## PROVIDED RECORDS
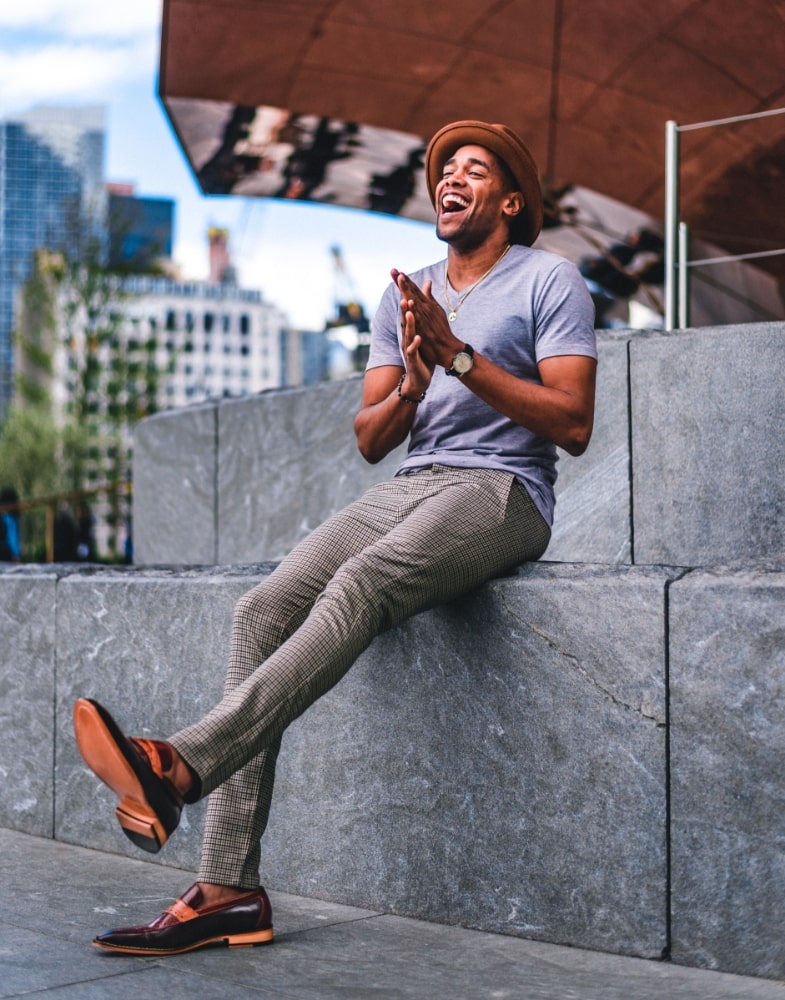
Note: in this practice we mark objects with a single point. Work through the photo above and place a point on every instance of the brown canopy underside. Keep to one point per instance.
(589, 84)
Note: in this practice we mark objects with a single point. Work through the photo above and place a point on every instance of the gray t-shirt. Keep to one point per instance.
(533, 305)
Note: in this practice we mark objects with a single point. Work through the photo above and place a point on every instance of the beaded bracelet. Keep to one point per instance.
(406, 399)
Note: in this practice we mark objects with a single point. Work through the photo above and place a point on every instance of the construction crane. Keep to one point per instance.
(350, 322)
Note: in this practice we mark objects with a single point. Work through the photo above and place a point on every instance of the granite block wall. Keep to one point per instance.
(27, 680)
(684, 467)
(286, 461)
(593, 518)
(707, 449)
(497, 763)
(727, 684)
(507, 762)
(174, 506)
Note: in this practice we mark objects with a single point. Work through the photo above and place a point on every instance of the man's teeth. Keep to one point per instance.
(454, 202)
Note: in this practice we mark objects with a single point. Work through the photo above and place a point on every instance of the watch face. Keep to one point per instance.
(462, 362)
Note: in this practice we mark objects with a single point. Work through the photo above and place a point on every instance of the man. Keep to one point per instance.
(472, 499)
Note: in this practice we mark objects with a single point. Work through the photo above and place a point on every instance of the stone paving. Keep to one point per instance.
(56, 897)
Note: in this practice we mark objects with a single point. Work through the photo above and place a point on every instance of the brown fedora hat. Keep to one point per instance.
(510, 148)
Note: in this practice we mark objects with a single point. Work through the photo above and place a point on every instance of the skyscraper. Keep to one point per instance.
(51, 192)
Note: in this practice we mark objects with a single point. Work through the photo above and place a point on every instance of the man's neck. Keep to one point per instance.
(464, 267)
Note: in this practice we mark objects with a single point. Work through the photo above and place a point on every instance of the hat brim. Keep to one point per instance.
(511, 149)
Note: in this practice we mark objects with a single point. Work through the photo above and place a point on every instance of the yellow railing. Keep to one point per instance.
(51, 503)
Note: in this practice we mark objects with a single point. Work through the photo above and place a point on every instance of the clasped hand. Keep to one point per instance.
(427, 338)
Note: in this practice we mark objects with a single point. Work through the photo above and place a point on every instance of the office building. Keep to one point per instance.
(51, 194)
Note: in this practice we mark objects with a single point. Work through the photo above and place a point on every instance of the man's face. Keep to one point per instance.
(473, 198)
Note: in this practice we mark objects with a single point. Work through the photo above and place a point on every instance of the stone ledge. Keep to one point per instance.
(498, 763)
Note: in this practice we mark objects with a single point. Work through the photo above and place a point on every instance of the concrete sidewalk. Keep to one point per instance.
(55, 898)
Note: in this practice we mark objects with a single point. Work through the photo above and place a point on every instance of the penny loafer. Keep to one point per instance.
(187, 924)
(150, 806)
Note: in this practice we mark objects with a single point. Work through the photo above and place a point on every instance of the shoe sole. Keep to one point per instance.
(102, 746)
(247, 940)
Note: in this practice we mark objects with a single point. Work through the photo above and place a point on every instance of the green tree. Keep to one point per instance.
(74, 307)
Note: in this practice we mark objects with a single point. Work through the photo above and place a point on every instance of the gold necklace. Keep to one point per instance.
(452, 315)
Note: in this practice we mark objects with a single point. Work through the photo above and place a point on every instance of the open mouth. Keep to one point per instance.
(453, 202)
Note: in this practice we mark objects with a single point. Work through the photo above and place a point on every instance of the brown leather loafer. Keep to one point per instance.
(243, 921)
(150, 805)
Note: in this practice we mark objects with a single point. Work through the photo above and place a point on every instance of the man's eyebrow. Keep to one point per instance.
(472, 159)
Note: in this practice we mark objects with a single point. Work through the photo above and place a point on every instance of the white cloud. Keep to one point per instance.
(82, 18)
(78, 71)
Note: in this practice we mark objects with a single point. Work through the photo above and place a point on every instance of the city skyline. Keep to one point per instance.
(83, 52)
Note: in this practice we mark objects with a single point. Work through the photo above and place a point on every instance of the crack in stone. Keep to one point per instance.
(613, 698)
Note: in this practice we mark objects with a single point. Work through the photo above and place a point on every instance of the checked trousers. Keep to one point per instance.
(411, 543)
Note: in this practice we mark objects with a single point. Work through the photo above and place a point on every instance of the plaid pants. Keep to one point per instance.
(408, 544)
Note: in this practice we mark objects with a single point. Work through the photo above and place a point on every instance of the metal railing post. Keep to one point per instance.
(671, 222)
(684, 276)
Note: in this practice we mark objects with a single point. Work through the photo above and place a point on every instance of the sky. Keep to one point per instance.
(76, 52)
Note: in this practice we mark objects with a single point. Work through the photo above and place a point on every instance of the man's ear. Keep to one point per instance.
(514, 204)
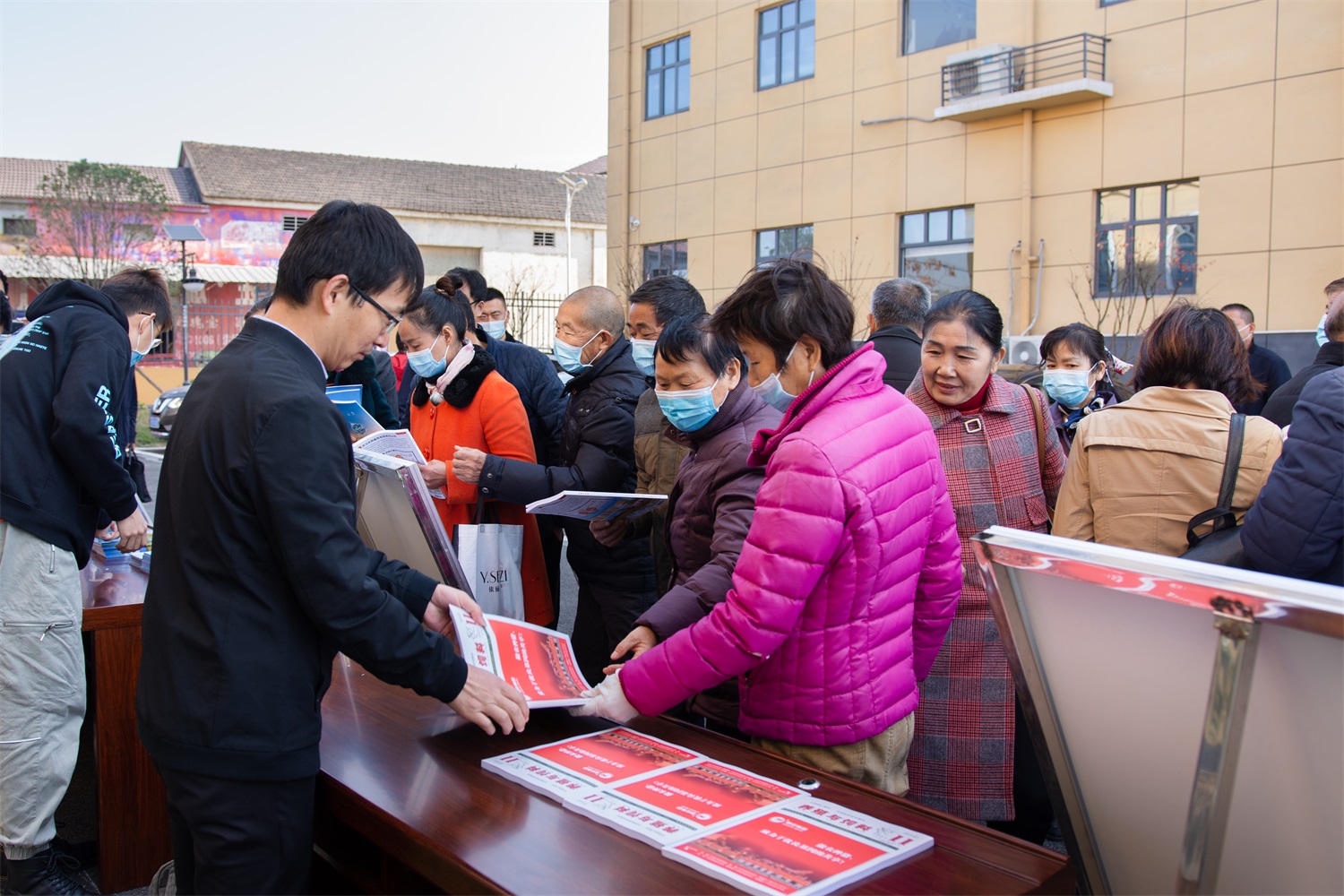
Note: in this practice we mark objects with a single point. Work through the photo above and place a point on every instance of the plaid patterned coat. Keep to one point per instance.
(962, 753)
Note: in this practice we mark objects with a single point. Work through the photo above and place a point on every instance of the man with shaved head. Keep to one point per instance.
(597, 454)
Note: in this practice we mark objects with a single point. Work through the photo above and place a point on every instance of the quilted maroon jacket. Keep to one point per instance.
(847, 581)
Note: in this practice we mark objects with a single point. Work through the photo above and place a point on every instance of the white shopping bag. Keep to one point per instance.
(492, 559)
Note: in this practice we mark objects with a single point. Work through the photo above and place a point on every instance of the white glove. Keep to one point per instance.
(607, 700)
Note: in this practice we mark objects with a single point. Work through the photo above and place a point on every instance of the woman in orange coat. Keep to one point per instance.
(462, 402)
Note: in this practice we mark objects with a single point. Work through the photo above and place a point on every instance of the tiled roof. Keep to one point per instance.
(287, 177)
(22, 179)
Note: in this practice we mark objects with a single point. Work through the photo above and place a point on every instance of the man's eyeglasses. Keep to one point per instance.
(392, 320)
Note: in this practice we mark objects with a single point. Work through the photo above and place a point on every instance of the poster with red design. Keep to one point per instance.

## GIVEN EXERCISE
Leave out the pictures and restate everything else word for word.

## EXERCISE OUTPUT
Note: in this practice we mark objects with a single point. Work through the photo above and place a point on every instance of the brown canopy underside. Keep to one point per instance.
(589, 84)
Note: in this practice we mark objects with a single point. Work through the photo above and place a point on every instance of the gray t-shirt. Keep to one point per instance.
(533, 305)
Note: in this practice we mark objects with a single point. Work through the photo above and place a point on every instance of the beaded bracelet. Keep to one point per instance.
(406, 399)
Note: in this practice we mark objects with a single point. Work through the photo above and place a point on every instance of the construction crane. Keep to one point per instance.
(350, 322)
Note: in this practice we mark objects with a single point. Work through the photo above and place a point on every instance of the granite block wall. Keep to one point per instance.
(27, 680)
(684, 467)
(286, 461)
(593, 518)
(707, 449)
(497, 763)
(727, 684)
(507, 762)
(174, 506)
Note: in this practice we mark objects with a single point. Work through the photo above and place a point on every instance of the man's teeth. Keep to one point per instance.
(454, 202)
Note: in this practice we mark objects with a single point. Work through the photo above and place a point on every instance of the watch face. Keep to one point per instance.
(462, 362)
Note: in this practice we mark objects with a single point. Work through the photo above and place a point on every instance of the man. Keep to one point per instance.
(472, 499)
Note: in this practice we mark objects with a single point. Work through the photo above and place a point on every instance of the stone paving. Keep to one point per instance.
(56, 897)
Note: in this practice we mark objects with a single point. Work through the photo above and place a point on every instance of the brown fedora hat. Keep to one point per instance.
(510, 148)
Note: in this practice we mark objects with a single point. Work through the photo above and place a point on every instance of the skyscraper. Keep to one point per instance.
(51, 192)
Note: in this practice we mark objects with a single point. Work through the photo above and place a point on every instance of the man's neck. Keep to one point per instance.
(464, 267)
Note: in this practice we mark objects with a single point. Work through the photo above and place a point on every instance of the hat brim. Keep to one point per instance.
(511, 149)
Note: in this practice we mark objects with a single point. Work through the photo above and place a point on every instance of the yellow railing. Keep to one point per instance.
(51, 503)
Note: in this practice we mark objects with a single point. Work through the photo above and place a point on every instance of the clasped hand. Keep to one point per instance.
(427, 338)
Note: in this practice we mark objects with a single point. Work through the photo above and place a point on every instance of the office building. Keep to one point per instance.
(51, 194)
Note: in this practice we mark objects with a single point. Work through the photo above and place a point on every instance of the man's face. Keep to one point per instance.
(473, 198)
Note: in this practice we mark objects with a single point. Work through the photo above and place a point on every instance of the stone ledge. Keep to one point per instance.
(498, 763)
Note: in this practice we mark objects with a single point. Work through the photo above and place a point on every instance of the concrete sidewalk. Keep to one point per instance.
(55, 898)
Note: in this practice we mark objects with a single point. Work through the photo above and place a point on every instance of the penny loafer. Keep to one point per instance.
(187, 924)
(150, 806)
Note: in this practice we mark objects with a single point. Work through the photo above and place a point on every instance of the shoe sole. Keep to one point per instance.
(102, 746)
(247, 940)
Note: in this practice we mark objects with a single point. Work through the photo above and place a point on every instance of the green tree. Keep to one point per instance.
(74, 307)
Note: in this practice we mark objects with a single point. Work through the photo above and place a point on every instance of the gold necklace. Keep to one point per instance.
(452, 315)
Note: in this practice we mark objects with a single point. Work through the photo above and place a point on every instance of the open mouth. Keep to one point per instance.
(453, 202)
Note: in this practice we mark objects with a single point. Work through the photo above and place a point on every instance of the brown leather loafer. Keep to one point per instance.
(243, 921)
(150, 805)
Note: in this practice we mark objects with a single point. Work through the photo above and place a point on every instance of the man's eyebrow. Keep to one point per instance.
(472, 159)
Note: in this practice we mark objects with a single point. Work through the photo above and place a point on every instance of the white cloud. Keep to one point per instance.
(82, 18)
(78, 71)
Note: in this practice we mark objects with a single point. Work through the photo above and place a point on every instance of the city skyline. Keep to one point per instance.
(83, 52)
Note: in this practice we mark objects with a single point. Work through the photo above and place a point on every instance of the crack in stone. Keep to one point per instance.
(613, 698)
Note: in this practice we mark objects with a single point. Work through the photo above and place a point on every instance of the checked trousers. Keep to one point per instance.
(411, 543)
Note: in this practice we mark objects with a single point. Work through the photo above and place a point on every instance of the plaid pants. Keep to one point per instance.
(408, 544)
Note: in this practice we mark objects with a single point. Work through the photo above and place a point on every instance of the metal railing post. Keep to one point per instance.
(671, 222)
(684, 276)
Note: in this practice we mark objects with a single point. Work through the photo above and place a point on every instance of the sky. Keep to one point per instance.
(76, 52)
Note: in this practice we mark objects with a single point. Work through the photo above and place a point on every instance of the man's ear. Keep to one point per instance.
(514, 204)
Note: in this practice we mark objects with a single point. Work through the photo above and place a point on every instance of the plaid patterned coat. Keep to one point per instance.
(962, 753)
Note: in this practice we mark objects with a single point. Work through the photo above and place a point on every instance of the man with shaved head. Keep to one point per instance.
(597, 454)
Note: in this practice we mark objects with a single point. Work through the photo above and place a point on every instance of the quilted maroon jacket. Keep to one point per instance.
(847, 581)
Note: in this practice we mark objects with a single point. Work through the photo above and place a point on every instance of the white shopping bag. Keep to one point per instance.
(492, 559)
Note: in this practice we mark objects with a single point. Work through the photo above and place a point on every instance of the white glove. Keep to one point per instance.
(607, 700)
Note: in this practice we mark objects with a single point. Work through the photo above and place a point on every instance of the woman in orange coat. Keep to one point per instance.
(462, 402)
Note: in this practice we mark objects with a single point. Work through the photo above and place a point on every instance of the tiled roof. Keep to one point per instance.
(287, 177)
(22, 179)
Note: in this practice we mark objects with a single point. Work through the photo above and place a point on every instance of the man's eyeglasses. Keep to one point per instance.
(392, 320)
Note: in this practice we mark objects with a single point. Work through the photo above and place a point on every instance of the poster with red design. Keep to one point per instance.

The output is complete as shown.